| Extract |
In this IDS Bulletin, the authors discuss the experiences of practitioners and academics in finding doable and creative ways to conduct impact evaluations of inclusive business programmes in the domain of food and agriculture. Inclusive business programmes that work in the area of food and agriculture aim to change current business practices of small and medium enterprises in a way that these include smallholders as producers or target poor consumers as consumers.
The examples show a convergence in methodological approaches, with ‘What works for whom under what conditions’ as the key learning question. All use a combination of methods that complement and build upon each other. However, smart data collection and sharp analysis and synthesis alone are not enough. The evaluation process and outputs also need to be informative for the stakeholders involved. More interaction and sense-making between implementers and evaluators are needed.
All experiences presented in this IDS Bulletin acknowledge that it is not easy to find ways to make learning useful for evaluation commissioners and implementing agencies. Under the right conditions, the presented approaches and tools might work and accelerate the learning loops for adaptive management. Crucially, three conditions appear as necessary for a good theory-based evaluation:
- having interested ‘listeners’ as the audience of the evaluation;
- applying rigour in anticipating and addressing validity threats to the conclusions;
- sufficient resources for an appropriate mix of methods.

| Items |

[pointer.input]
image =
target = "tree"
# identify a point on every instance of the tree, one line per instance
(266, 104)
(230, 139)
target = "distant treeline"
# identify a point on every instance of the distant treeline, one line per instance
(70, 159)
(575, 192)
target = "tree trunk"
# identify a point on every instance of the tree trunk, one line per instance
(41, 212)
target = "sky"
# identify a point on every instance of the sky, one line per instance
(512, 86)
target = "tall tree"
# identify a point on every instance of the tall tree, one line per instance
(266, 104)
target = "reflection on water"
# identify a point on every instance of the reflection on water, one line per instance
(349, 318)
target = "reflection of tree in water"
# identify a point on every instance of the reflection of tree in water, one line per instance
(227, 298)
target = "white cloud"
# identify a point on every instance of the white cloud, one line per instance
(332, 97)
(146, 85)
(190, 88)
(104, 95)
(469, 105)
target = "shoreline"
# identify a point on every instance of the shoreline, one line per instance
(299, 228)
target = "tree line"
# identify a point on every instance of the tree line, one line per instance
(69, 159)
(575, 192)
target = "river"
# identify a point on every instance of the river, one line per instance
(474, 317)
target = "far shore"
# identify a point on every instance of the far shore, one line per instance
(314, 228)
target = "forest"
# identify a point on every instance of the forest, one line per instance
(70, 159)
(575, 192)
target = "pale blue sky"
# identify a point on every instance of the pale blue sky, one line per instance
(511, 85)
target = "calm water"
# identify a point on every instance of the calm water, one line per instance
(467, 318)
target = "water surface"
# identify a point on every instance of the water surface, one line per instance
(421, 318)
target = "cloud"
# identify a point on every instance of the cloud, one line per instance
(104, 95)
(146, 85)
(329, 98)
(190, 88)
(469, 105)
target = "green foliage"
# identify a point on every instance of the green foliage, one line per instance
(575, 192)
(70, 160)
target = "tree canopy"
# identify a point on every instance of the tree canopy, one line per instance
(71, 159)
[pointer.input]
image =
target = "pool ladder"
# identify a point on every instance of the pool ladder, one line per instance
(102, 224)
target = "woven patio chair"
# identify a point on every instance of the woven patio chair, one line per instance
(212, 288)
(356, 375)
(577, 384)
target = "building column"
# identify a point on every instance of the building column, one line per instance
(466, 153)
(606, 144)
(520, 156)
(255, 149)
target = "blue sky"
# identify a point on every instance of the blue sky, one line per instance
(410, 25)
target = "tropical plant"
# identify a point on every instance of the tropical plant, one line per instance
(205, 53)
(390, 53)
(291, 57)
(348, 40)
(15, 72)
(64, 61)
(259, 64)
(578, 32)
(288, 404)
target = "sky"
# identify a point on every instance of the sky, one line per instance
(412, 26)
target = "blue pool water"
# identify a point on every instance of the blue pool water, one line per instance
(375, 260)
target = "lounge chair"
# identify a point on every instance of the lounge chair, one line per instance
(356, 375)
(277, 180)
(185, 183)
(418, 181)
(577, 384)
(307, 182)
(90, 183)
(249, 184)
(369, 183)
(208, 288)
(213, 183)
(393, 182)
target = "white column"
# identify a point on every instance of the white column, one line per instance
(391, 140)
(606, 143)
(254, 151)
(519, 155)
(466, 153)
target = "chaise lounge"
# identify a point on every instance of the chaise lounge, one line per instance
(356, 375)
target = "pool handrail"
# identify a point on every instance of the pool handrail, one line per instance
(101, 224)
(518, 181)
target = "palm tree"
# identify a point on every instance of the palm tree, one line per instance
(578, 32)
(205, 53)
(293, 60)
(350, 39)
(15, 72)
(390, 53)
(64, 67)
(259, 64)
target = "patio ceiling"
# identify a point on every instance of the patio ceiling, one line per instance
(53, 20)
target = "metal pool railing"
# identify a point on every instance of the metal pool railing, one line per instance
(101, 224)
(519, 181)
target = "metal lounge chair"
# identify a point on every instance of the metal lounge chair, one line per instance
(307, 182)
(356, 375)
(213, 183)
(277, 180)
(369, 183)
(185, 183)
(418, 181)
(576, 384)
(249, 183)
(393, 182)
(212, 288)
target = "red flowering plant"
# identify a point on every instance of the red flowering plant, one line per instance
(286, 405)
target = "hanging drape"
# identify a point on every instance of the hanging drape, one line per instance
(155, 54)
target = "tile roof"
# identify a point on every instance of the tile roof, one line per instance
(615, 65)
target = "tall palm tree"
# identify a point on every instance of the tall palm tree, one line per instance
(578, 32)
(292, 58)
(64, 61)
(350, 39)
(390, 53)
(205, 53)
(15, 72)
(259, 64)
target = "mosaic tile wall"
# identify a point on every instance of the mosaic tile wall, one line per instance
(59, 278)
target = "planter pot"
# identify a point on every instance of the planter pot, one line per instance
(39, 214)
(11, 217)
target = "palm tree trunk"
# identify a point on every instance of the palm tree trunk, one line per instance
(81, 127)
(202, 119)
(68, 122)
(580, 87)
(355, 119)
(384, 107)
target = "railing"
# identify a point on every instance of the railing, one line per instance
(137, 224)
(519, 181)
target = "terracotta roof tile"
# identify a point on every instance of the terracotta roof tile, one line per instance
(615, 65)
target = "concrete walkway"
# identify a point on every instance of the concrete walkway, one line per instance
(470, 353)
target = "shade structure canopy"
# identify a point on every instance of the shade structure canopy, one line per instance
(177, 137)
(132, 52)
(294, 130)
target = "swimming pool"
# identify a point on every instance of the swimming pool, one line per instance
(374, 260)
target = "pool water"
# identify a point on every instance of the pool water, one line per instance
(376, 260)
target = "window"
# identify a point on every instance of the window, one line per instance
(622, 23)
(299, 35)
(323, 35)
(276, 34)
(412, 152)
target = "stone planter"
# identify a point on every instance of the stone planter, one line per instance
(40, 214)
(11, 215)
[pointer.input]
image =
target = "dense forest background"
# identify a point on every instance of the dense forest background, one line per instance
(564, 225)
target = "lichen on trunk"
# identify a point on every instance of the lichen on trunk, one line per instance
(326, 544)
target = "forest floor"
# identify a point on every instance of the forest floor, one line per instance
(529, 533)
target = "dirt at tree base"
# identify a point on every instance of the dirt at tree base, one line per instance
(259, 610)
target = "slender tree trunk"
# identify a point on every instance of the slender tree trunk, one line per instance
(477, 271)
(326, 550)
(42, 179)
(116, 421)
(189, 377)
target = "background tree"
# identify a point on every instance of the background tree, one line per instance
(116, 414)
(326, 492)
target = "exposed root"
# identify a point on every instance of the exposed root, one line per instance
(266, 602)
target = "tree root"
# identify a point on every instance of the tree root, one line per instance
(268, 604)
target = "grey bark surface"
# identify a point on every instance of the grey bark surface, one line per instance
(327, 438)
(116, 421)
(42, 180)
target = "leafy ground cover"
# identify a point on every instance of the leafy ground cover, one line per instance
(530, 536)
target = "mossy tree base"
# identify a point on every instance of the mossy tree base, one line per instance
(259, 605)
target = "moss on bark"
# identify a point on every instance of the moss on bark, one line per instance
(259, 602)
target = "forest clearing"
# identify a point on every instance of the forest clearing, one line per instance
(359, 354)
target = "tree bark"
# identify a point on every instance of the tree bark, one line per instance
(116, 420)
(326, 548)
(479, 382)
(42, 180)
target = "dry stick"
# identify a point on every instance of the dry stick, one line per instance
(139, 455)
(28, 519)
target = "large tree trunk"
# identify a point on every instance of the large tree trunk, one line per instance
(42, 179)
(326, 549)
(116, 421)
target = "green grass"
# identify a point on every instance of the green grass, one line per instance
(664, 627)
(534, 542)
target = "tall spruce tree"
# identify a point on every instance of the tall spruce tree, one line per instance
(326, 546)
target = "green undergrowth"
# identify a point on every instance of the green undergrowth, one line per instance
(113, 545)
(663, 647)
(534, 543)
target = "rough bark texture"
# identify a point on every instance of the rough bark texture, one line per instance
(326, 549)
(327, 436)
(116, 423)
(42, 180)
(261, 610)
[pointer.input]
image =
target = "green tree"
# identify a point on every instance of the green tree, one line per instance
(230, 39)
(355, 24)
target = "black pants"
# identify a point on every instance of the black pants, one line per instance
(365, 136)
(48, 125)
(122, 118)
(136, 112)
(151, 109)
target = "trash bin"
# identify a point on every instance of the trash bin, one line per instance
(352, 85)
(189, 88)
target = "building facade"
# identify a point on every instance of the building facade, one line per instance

| Task to complete |
Please translate this sentence from the text on evaluating inclusive business programmes into Spanish: "The evaluation process and outputs also need to be informative for the stakeholders involved."

| Written response |
El proceso de evaluación y sus resultados también deben ser informativos para las partes interesadas involucradas.